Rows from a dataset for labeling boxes

==========

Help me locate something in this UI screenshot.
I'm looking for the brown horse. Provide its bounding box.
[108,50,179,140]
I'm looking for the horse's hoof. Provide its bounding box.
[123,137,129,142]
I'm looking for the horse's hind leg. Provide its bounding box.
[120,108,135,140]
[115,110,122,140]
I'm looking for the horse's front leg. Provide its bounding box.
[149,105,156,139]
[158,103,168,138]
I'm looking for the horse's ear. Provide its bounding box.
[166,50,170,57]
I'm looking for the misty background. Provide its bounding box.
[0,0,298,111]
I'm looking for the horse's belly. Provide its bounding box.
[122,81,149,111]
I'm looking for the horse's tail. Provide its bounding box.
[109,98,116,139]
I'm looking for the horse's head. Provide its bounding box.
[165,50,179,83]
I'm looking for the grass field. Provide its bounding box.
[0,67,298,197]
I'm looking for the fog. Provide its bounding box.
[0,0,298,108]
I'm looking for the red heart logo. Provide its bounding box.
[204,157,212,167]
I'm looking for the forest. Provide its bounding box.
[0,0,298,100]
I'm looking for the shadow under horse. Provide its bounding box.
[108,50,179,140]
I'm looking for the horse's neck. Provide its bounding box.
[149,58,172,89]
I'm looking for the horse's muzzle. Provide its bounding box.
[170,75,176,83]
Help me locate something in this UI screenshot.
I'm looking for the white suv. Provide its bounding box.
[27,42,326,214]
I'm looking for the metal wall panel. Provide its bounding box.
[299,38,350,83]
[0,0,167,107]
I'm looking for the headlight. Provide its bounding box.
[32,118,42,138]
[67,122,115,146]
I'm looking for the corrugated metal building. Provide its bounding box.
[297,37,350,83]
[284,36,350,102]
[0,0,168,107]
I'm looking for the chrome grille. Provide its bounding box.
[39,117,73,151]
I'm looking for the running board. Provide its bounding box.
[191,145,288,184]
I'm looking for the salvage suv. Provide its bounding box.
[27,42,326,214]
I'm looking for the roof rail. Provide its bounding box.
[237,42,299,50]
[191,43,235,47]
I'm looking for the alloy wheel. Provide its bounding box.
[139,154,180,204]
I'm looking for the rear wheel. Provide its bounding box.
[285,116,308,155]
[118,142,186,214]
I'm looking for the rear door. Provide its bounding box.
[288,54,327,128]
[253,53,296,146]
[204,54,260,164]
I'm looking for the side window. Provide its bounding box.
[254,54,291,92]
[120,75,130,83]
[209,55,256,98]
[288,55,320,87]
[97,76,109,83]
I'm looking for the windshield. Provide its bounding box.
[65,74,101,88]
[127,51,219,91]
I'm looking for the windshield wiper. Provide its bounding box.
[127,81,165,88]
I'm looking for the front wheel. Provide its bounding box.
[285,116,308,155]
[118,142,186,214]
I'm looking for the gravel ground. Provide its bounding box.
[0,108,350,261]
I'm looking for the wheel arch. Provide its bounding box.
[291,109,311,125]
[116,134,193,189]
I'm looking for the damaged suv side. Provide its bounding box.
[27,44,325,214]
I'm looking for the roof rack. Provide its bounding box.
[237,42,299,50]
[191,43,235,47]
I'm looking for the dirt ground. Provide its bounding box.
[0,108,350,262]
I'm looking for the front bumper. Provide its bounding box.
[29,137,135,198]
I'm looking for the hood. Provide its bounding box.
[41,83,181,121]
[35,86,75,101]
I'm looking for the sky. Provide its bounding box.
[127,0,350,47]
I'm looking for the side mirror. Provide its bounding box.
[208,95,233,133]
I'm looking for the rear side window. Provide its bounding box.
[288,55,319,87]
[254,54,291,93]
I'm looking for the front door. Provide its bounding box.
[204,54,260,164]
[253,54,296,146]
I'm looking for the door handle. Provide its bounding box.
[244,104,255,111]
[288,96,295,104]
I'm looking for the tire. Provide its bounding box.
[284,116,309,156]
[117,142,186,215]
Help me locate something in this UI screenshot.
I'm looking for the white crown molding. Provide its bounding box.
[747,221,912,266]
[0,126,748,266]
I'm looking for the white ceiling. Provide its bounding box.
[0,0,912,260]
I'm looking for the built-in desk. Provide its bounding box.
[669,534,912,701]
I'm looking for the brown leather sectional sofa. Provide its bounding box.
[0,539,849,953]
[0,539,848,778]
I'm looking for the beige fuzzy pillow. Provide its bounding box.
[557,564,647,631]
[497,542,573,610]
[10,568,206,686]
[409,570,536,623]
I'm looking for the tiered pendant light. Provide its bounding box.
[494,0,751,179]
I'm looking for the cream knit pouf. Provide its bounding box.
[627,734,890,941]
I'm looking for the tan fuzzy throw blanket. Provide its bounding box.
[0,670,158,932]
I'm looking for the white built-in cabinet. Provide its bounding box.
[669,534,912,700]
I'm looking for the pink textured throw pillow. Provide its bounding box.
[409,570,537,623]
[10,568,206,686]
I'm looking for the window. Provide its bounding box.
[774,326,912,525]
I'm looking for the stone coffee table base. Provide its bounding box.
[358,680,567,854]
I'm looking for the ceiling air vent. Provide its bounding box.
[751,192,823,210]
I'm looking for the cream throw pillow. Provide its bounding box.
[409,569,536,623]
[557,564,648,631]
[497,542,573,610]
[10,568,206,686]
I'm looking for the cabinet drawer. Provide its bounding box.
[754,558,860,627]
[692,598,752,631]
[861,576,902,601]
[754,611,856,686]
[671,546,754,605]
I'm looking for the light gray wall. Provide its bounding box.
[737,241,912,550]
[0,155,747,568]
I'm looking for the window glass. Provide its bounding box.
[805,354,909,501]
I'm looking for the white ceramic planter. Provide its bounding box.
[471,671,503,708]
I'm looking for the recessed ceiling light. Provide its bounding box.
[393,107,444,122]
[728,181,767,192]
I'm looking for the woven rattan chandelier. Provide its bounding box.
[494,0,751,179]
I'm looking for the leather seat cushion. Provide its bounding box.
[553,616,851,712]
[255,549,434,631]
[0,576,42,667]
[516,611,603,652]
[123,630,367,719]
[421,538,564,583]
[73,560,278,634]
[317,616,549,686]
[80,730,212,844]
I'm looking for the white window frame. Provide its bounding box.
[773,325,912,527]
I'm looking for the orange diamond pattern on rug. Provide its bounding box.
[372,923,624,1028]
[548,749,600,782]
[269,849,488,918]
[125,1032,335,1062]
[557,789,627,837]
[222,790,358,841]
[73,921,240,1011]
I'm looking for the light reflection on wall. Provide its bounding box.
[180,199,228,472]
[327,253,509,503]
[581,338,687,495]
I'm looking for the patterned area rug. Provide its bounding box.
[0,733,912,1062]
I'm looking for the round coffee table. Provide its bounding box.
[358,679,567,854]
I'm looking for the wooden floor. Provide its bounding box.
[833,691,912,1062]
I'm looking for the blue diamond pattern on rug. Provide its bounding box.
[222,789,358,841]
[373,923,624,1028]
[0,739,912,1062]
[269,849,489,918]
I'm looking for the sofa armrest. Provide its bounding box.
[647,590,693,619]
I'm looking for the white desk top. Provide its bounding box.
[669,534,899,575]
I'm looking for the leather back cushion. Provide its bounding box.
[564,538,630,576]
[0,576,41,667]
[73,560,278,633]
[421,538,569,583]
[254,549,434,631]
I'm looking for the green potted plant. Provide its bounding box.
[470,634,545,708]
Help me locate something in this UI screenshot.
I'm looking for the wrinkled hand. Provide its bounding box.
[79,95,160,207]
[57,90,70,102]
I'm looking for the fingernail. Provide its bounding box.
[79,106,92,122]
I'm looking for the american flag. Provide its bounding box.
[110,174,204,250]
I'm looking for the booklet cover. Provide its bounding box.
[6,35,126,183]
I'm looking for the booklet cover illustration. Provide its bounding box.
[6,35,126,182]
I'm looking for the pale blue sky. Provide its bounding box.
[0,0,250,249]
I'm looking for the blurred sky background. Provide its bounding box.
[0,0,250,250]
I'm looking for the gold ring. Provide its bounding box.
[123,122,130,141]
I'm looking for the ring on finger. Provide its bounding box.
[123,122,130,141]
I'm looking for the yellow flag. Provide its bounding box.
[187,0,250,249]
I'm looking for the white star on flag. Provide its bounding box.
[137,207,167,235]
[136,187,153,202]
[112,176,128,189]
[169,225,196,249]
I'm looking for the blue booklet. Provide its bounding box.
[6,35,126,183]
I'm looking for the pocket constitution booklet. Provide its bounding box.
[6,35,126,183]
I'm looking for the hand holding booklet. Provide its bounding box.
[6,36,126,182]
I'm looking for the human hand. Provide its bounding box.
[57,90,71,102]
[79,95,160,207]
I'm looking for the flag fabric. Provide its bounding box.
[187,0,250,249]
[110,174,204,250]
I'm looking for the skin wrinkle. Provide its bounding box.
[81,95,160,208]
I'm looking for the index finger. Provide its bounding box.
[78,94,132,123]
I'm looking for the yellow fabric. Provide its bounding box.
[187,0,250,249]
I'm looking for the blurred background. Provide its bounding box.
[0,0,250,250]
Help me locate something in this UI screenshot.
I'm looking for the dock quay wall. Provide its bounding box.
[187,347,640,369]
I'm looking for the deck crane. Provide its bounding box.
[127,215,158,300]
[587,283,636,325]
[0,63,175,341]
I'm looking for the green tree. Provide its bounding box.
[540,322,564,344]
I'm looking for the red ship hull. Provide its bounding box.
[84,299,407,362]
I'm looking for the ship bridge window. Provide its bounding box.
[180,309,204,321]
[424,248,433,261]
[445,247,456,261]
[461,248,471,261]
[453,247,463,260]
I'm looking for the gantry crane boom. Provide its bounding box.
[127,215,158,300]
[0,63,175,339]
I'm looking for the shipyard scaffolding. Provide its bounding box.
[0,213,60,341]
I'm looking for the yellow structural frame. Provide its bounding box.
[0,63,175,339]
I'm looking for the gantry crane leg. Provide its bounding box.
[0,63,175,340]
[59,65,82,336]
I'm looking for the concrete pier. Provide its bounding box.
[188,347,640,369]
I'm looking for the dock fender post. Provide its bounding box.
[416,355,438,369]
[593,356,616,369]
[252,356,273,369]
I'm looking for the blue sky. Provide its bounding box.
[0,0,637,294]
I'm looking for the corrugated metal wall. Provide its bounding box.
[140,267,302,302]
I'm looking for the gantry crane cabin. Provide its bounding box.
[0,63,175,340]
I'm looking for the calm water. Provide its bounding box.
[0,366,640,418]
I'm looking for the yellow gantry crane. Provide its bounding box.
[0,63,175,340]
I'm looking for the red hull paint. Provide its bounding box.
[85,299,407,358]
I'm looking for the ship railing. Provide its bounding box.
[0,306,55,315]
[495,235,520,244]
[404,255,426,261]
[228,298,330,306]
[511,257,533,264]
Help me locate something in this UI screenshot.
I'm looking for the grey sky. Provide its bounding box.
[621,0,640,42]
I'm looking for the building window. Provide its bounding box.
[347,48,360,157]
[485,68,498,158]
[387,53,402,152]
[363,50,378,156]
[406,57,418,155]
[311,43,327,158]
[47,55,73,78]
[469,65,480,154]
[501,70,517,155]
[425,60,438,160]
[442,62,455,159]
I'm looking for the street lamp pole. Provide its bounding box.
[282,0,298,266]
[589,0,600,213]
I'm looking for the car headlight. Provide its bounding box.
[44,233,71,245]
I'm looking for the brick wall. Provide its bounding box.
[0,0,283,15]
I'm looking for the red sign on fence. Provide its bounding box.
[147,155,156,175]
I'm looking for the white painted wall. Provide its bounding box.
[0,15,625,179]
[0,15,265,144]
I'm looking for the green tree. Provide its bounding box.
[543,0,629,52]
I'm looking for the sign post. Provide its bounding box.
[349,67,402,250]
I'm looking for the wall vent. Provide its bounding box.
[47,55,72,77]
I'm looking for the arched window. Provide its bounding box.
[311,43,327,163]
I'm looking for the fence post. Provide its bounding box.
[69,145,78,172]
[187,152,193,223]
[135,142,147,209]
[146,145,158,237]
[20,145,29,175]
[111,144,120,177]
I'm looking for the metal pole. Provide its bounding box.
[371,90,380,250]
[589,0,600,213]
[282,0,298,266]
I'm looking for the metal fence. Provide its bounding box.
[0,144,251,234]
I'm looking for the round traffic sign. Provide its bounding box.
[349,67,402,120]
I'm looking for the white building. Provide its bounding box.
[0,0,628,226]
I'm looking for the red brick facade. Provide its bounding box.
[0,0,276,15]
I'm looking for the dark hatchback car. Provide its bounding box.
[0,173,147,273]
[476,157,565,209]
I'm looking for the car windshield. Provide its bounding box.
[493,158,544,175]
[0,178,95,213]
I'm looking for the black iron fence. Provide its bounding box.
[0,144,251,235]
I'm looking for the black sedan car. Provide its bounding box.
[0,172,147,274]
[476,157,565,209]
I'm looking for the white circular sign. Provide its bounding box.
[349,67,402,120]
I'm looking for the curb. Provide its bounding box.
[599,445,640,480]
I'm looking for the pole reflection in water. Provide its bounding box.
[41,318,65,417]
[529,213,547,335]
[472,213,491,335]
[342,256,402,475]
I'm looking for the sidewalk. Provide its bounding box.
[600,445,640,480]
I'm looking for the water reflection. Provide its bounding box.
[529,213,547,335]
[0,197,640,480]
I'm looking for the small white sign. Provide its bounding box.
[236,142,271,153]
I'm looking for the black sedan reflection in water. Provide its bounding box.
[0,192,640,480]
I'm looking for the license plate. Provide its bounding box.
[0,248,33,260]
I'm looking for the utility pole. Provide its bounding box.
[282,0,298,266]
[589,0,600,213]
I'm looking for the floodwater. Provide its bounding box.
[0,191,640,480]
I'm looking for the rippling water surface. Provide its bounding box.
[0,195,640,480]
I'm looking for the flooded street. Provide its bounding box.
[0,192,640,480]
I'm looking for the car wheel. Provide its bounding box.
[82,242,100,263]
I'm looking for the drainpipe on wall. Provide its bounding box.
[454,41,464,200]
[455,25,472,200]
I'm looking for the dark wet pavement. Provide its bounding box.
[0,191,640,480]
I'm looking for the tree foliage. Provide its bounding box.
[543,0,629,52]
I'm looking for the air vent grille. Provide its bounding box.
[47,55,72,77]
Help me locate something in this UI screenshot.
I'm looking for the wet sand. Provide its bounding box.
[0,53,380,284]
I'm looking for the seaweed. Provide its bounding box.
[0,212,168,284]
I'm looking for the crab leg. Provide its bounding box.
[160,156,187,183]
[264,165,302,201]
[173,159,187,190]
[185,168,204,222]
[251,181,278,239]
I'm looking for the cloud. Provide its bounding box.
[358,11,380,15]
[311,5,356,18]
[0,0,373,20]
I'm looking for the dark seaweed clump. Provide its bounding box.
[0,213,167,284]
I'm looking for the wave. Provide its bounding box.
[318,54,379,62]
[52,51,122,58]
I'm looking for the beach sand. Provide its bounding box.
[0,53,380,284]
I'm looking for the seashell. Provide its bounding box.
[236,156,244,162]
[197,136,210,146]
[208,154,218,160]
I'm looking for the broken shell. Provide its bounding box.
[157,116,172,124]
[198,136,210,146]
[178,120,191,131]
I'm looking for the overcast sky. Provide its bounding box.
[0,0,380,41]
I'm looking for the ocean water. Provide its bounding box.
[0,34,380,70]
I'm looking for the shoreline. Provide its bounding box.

==========

• [Directive]
Convert the data above, from the line containing "I'm looking for the white desk" through the line containing "[254,549,434,631]", into a JSON list of strings with one string per line. Leave out any blank lines.

• [Right answer]
[
  "I'm looking for the white desk top. Provide its bounding box.",
  "[669,534,899,575]",
  "I'm looking for the leather back cushion. Provide its bounding box.",
  "[564,538,630,576]",
  "[0,576,41,667]",
  "[73,560,278,633]",
  "[421,538,569,583]",
  "[254,549,434,631]"
]